**Challenge:** In the records below, convert the lines from the one containing "the woman's ear." through the one containing "x=294 y=129", inclusive, into a numbered list, and leave out any blank lines.

**Input:**
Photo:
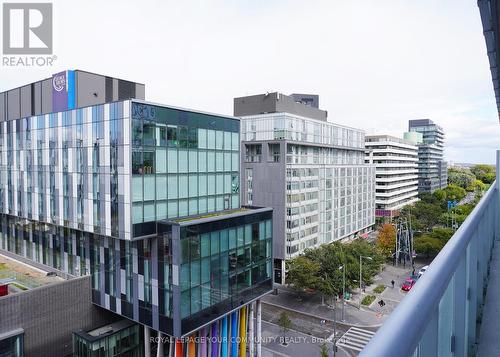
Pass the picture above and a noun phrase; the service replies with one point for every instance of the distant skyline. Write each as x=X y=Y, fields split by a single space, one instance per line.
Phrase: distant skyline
x=375 y=65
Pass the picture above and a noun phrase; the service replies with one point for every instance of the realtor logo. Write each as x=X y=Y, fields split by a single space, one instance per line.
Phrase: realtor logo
x=27 y=28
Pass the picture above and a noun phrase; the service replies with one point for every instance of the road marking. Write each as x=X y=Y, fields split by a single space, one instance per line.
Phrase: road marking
x=355 y=339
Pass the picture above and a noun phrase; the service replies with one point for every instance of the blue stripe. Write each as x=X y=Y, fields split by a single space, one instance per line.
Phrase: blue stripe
x=234 y=334
x=71 y=90
x=224 y=337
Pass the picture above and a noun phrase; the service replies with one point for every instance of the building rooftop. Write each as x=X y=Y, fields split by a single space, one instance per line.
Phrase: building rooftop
x=203 y=218
x=21 y=276
x=300 y=104
x=379 y=138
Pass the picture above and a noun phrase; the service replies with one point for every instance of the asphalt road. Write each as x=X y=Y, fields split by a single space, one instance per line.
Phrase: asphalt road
x=305 y=338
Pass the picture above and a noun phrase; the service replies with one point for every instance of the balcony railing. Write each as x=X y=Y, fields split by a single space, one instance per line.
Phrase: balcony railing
x=441 y=314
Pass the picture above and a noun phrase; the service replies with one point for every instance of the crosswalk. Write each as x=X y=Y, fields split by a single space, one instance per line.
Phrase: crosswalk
x=355 y=339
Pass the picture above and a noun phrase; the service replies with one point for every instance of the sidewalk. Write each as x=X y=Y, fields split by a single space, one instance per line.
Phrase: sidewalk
x=367 y=316
x=311 y=305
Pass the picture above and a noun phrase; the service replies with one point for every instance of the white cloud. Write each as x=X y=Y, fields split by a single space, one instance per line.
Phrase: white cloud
x=375 y=64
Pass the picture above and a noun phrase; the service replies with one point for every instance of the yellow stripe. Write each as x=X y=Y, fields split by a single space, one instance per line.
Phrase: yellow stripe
x=191 y=347
x=243 y=331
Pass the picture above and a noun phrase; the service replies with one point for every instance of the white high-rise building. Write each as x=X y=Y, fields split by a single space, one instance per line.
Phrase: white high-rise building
x=396 y=173
x=311 y=171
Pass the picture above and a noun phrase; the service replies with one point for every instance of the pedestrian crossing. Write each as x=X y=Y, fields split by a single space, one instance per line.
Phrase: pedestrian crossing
x=355 y=339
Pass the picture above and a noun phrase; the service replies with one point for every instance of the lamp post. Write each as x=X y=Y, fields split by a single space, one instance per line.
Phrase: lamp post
x=334 y=325
x=342 y=267
x=361 y=277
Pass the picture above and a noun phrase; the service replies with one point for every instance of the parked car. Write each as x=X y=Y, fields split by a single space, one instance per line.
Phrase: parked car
x=422 y=271
x=408 y=284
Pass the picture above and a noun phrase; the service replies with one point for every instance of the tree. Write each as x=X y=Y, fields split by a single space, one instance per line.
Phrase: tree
x=324 y=350
x=286 y=324
x=454 y=193
x=485 y=173
x=476 y=185
x=427 y=245
x=460 y=177
x=443 y=235
x=302 y=273
x=386 y=240
x=427 y=214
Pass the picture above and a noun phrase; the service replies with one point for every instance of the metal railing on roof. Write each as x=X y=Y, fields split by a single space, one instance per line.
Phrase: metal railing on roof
x=438 y=317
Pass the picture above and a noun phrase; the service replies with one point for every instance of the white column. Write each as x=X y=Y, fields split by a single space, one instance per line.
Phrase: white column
x=251 y=322
x=159 y=351
x=498 y=170
x=259 y=328
x=147 y=346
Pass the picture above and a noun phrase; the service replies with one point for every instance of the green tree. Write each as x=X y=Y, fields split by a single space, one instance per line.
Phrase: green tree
x=460 y=177
x=442 y=234
x=485 y=173
x=476 y=185
x=329 y=257
x=427 y=245
x=427 y=214
x=454 y=193
x=285 y=324
x=386 y=240
x=302 y=273
x=323 y=351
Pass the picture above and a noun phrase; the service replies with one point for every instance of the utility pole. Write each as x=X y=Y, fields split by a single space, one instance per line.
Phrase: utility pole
x=343 y=292
x=361 y=278
x=334 y=324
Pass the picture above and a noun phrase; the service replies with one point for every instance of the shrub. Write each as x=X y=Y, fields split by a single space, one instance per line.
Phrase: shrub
x=367 y=300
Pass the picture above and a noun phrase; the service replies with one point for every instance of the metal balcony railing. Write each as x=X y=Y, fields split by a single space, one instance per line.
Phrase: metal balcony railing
x=441 y=314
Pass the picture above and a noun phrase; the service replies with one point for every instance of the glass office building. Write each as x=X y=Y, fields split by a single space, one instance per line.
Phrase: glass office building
x=143 y=197
x=432 y=169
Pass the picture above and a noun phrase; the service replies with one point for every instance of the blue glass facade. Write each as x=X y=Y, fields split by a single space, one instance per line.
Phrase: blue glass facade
x=118 y=190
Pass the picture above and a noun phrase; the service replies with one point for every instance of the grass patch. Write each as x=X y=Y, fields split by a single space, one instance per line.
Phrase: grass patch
x=367 y=300
x=19 y=286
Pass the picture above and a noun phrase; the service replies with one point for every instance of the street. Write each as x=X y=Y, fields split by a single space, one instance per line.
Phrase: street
x=312 y=322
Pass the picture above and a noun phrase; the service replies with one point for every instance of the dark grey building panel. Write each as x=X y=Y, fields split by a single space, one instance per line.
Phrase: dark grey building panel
x=37 y=98
x=272 y=194
x=26 y=101
x=46 y=96
x=13 y=104
x=49 y=315
x=90 y=89
x=140 y=91
x=275 y=103
x=311 y=100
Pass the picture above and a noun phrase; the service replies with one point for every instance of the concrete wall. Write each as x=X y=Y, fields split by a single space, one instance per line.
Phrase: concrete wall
x=49 y=314
x=36 y=98
x=269 y=190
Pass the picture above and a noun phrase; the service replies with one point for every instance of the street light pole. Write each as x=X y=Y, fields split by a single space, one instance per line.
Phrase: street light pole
x=334 y=324
x=343 y=292
x=361 y=277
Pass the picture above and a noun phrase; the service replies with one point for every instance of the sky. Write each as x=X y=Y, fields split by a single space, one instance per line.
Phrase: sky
x=374 y=64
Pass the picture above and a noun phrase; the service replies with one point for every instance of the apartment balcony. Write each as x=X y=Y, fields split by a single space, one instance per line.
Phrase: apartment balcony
x=454 y=309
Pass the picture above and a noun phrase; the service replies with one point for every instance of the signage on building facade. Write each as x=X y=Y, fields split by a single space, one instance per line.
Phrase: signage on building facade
x=63 y=91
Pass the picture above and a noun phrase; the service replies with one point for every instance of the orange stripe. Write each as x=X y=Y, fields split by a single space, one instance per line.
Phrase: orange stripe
x=178 y=348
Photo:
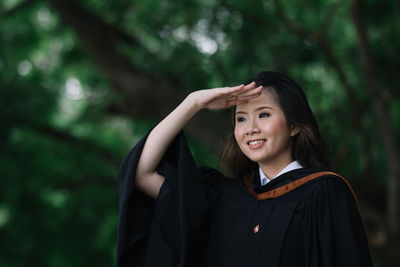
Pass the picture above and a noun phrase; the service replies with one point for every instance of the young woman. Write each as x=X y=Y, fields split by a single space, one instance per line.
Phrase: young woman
x=283 y=208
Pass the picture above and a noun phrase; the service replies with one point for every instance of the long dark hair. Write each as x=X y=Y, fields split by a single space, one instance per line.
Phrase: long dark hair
x=308 y=146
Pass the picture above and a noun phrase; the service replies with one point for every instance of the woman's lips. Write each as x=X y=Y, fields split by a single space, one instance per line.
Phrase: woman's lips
x=256 y=143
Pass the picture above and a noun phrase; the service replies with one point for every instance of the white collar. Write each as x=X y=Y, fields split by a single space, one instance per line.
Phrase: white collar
x=291 y=166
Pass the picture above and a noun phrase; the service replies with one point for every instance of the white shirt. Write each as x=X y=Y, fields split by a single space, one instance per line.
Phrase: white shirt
x=290 y=167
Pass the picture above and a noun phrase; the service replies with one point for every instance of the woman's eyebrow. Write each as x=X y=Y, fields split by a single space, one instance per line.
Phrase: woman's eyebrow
x=256 y=109
x=263 y=107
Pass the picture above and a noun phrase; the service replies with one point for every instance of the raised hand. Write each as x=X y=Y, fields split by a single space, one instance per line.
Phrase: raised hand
x=224 y=97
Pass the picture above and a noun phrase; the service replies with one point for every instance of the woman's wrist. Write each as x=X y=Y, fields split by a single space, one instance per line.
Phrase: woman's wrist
x=192 y=103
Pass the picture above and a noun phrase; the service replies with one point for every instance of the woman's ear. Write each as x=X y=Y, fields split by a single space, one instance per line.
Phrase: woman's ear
x=294 y=129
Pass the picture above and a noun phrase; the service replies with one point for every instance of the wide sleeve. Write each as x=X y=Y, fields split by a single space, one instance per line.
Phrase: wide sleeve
x=170 y=230
x=333 y=230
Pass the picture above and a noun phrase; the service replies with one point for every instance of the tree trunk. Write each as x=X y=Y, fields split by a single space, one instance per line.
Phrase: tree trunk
x=384 y=124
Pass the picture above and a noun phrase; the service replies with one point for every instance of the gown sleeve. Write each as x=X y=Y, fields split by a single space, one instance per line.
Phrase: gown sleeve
x=169 y=230
x=334 y=232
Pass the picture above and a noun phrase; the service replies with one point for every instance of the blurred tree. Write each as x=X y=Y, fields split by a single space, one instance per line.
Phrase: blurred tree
x=81 y=82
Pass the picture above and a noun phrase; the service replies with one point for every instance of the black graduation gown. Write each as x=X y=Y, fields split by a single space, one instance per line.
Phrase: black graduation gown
x=201 y=218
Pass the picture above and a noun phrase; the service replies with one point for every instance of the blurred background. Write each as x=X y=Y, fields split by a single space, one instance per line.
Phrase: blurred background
x=82 y=81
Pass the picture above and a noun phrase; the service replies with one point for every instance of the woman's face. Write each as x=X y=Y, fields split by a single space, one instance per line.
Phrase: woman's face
x=262 y=133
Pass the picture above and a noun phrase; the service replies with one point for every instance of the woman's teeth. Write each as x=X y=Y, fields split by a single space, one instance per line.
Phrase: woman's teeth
x=252 y=143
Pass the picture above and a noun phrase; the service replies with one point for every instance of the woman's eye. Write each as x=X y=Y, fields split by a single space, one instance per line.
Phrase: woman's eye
x=263 y=115
x=240 y=119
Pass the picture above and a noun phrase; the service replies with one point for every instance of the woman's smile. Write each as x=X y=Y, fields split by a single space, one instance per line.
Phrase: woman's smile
x=262 y=132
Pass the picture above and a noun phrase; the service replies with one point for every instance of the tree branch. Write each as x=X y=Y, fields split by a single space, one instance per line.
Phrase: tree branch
x=17 y=8
x=142 y=96
x=67 y=138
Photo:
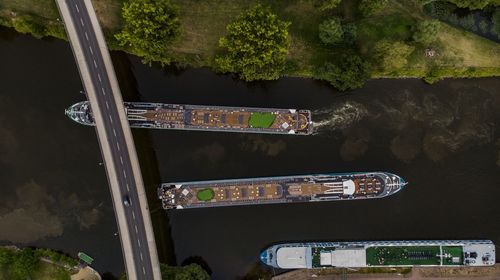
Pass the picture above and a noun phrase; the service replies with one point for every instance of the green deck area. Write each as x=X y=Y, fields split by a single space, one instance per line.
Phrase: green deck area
x=316 y=255
x=261 y=120
x=205 y=194
x=403 y=255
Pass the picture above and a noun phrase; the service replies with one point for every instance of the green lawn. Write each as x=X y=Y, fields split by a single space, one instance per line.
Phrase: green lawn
x=261 y=120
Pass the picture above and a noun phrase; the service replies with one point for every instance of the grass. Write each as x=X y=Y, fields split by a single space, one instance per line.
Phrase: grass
x=203 y=22
x=261 y=120
x=205 y=194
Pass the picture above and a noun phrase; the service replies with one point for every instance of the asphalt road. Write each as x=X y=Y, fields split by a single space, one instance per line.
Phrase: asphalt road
x=116 y=139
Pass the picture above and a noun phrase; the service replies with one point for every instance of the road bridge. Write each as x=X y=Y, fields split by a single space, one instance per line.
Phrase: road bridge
x=115 y=139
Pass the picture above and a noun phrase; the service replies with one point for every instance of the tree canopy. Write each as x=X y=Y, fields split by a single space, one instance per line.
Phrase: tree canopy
x=391 y=55
x=369 y=7
x=471 y=4
x=150 y=26
x=331 y=31
x=349 y=73
x=256 y=45
x=496 y=23
x=426 y=31
x=327 y=4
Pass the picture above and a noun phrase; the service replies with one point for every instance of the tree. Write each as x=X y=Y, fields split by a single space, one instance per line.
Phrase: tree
x=150 y=26
x=350 y=33
x=391 y=55
x=327 y=4
x=256 y=45
x=369 y=7
x=426 y=31
x=471 y=4
x=349 y=73
x=330 y=31
x=495 y=29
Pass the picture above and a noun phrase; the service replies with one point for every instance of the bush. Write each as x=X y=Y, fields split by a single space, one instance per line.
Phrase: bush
x=256 y=46
x=426 y=31
x=391 y=55
x=351 y=72
x=149 y=27
x=370 y=7
x=330 y=31
x=471 y=4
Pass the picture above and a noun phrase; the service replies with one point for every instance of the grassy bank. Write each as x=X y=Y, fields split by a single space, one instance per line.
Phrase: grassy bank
x=35 y=264
x=458 y=52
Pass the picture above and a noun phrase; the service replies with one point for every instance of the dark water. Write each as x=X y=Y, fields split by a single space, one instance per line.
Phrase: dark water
x=443 y=139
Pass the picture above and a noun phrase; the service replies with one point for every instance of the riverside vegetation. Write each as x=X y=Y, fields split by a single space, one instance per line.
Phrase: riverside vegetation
x=342 y=42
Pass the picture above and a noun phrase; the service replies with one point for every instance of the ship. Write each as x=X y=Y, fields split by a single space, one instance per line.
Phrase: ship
x=207 y=118
x=286 y=189
x=432 y=253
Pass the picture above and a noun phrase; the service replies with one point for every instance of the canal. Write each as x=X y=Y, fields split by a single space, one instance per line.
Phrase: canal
x=444 y=139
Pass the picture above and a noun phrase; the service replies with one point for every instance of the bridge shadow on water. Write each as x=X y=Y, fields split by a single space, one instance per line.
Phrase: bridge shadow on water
x=148 y=162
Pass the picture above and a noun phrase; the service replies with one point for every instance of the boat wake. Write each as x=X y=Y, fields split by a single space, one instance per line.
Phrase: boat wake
x=338 y=117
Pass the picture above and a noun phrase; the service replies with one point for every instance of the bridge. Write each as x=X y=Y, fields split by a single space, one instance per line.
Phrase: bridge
x=115 y=139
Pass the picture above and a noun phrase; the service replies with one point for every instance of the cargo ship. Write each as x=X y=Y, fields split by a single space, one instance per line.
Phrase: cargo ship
x=448 y=253
x=207 y=118
x=287 y=189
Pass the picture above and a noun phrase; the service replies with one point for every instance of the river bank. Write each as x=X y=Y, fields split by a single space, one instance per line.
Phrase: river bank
x=458 y=53
x=417 y=273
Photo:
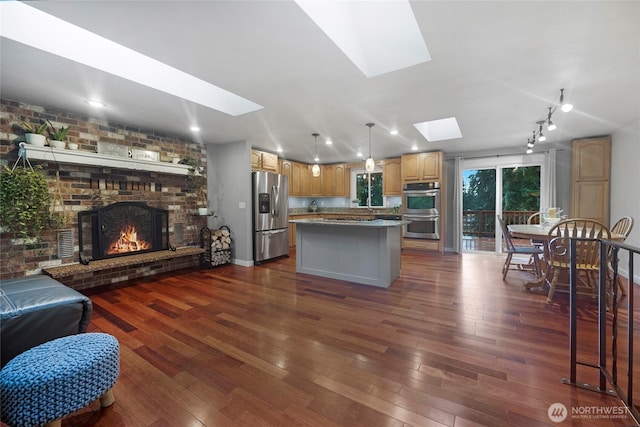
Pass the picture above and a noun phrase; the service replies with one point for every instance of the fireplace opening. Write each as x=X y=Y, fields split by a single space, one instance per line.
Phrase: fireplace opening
x=120 y=229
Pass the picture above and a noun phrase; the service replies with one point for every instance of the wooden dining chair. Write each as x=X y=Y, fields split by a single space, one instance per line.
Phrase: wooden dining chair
x=535 y=218
x=530 y=251
x=622 y=227
x=587 y=255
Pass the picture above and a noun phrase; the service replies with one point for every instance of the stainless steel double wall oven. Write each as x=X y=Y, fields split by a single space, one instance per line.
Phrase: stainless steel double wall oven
x=421 y=206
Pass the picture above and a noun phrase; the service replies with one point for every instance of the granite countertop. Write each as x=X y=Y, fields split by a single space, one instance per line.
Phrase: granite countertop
x=351 y=222
x=343 y=211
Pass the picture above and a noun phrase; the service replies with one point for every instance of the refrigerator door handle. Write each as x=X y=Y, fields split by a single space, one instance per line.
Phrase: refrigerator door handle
x=275 y=198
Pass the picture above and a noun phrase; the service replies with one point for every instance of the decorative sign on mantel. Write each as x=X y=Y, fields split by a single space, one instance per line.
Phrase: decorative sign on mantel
x=113 y=149
x=138 y=154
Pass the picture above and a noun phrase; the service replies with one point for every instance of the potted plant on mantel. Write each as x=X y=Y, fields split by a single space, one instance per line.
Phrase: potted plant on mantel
x=35 y=134
x=57 y=135
x=24 y=201
x=197 y=183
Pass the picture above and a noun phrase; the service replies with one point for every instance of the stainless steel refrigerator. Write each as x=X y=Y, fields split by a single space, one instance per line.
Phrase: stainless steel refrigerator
x=270 y=216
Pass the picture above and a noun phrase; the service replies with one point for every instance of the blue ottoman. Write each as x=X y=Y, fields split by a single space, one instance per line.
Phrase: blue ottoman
x=48 y=382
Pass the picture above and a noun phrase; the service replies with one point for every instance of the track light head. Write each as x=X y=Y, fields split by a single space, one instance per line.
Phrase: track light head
x=550 y=125
x=564 y=106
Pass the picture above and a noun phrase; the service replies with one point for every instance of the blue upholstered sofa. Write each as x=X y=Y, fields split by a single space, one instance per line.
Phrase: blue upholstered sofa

**Written response:**
1. Pass the picture above and a noun phrase; the service replies with one point for every instance of the woman's ear. Write each as x=X y=Y, fields split by a single space, one instance per line.
2. Phrase: woman's ear
3. x=294 y=129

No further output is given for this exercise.